━━━ Seçilen metin

19. yüzyılda ortaya çıkışından 20. yüzyılın sonuna gelene dek fenomenoloji okulunda yaşanan iç değişim veya evrim dikkat çekicidir. Husserl’in epistemolojik ve Heidegger’in de ontolojik bakış açısıyla ortaya koyduğu felsefi kesinlik iddiası Levinas’la birlikte törpülenmeye ve yerini belirsizliğe bırakmaya başladı. Levinas’ın düşüncesinde belirginleşmeye başlayan öteki, başkası ve bunun etiği, Jean-François Lyotard’da (1924-1998) artık farklı olanın meşru varlığı meselesine dönüşecektir. Dolayısıyla Husserl’le başlayan Aydınlanma eleştirisinin, fenomenoloji okulunun post-modernist düşünürleri tarafından doğal sonuçlarına vardırıldığı söylenebilir.
Batı düşüncesinin krizi
19. yüzyılın ikinci yarısına gelinceye dek hakikat ve onun bilgisi birbirinden ayırılıyor ve hakikate tezahür, tecelli, yansıma ve alametler, yani fenomenler yoluyla ulaşabileceğimiz savunuluyordu. Ama 19. yüzyılın ikinci yarısından itibaren hakikat ve tezahür ayrımı ortadan kalktı; görünen ve sezilenden başka bir hakikat bulunmadığı savunulmaya başlandı. Bu değişimde fenomenolojinin rolü önemlidir. Gerçi fenomenoloji, hakikati reddetmedi belki ama onu görünür olana indirgedi. Hakikatin inkârı ve oradan da pozitivizme geçilmesinin dönüm noktası ise Nietzsche’dir. Hakikat kavramının kilisenin alanında kaldığı koşulda Nietzsche’nin Tanrı’nın ölümünü ilan etmesi kilisenin temsil ettiği bilgiye tepkiydi.

━━━━━━

» **Yapılacak işler**:
1. Fenomenoloji üzerine metindeki "Gerçi fenomenoloji, hakikati reddetmedi belki ama onu görünür olana indirgedi." cümlesini İngilizceye çevirin.
2. Fenomenoloji ve Batı düşüncesinin krizi üzerine metni son cümlesinden sonra devam ettirin.

━━━ Veri bölümü

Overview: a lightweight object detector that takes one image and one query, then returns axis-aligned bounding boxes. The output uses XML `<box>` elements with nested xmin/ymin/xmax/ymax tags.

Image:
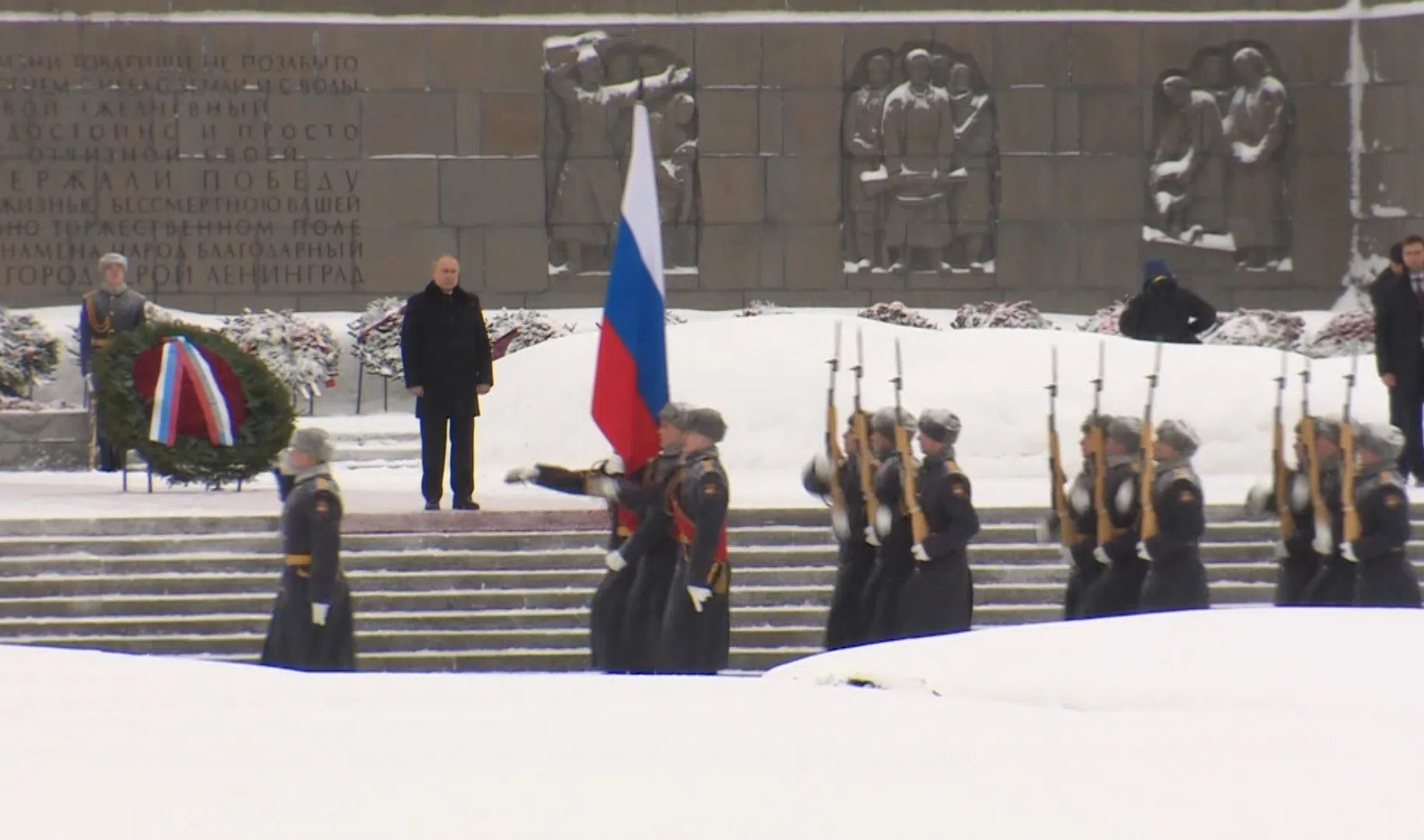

━━━━━━

» **Çözülen görevler**:
1. Phenomenology may not have rejected truth, but it reduced it to what is visible.

2.
Heidegger; Kant ve Hegel felsefesini de içine alan krizden, felsefeyi Yunan köklerinden koparan Platonculuğu suçluyordu. Yaşanan durum, Batı-Hıristiyan metafiziğine dayalı Kant felsefesinin hiçbir çıkış yolu bulamayacağı boyutta bir kriz haliydi. (Heidegger, 2008: 10).
Heidegger’in felsefe ve metafizikte kırılma noktası kabul ettiği Platonculuk, varlığın tezahür ve tecellilerine bakarak bilgiye ulaşabileceğimizi söyler. Ama idealara zincirleme ve aşamalarla ulaşabilecekken Husserl’in fenomenolojisinde aradaki aşama ve mertebeler iptal edilerek aklın kavradığı şeye tek hamlede erişebiliyoruz. Bunun şartı, dış dünyaya ait tüm varsayım, önyargı ve bilgileri paranteze alıp tasfiye etmektir.
Platon’da insanın kavrayışından bağımsız bir varlık var. Yani Platonculukta varlık ve mahiyet merkezde ve insan onu anlamaya çalışıyor. Descartes ise aklın kavradığı dışında varlık olmadığına dayalı yeni bir sistem geliştirdi ve aklı (insanı) merkeze koydu. Descartes da Platonculuk gibi nesnel bilgiye dayanıyor. Husserl’in farkı, öznel deneyimi esas alması.
Kant’a göre sadece zâhir olan, tezahür eden ve görünen şey hakkında bilgi sahibi olabiliriz. Zât ve hakikati bilemeyiz. İdrak ve hissetme aracılığıyla bize malum olan şey, görünür olandır. Hegel de “Ruhun Fenomenolojisi”nde fenomeni, yani görünür olanı, ruhun veya külli aklın ya da mutlak aklın tarihin yatağındaki çeşitli zuhurları olarak tarif etti. Mutlak olan, tarihin çeşitli aşamalarında kendisini fenomen olarak tanıtır, sonunda da akılla kavranan zât ve öz olarak kendi kâmil tanınma biçimine ulaşır ve kemale ermiş bilinç halini elde eder. Öyleyse fenomen, mutlak olan “kâmil hakikat” karşısında yer alır. Varlığı bağımlıdır ve hakikatin tezahürlerindendir.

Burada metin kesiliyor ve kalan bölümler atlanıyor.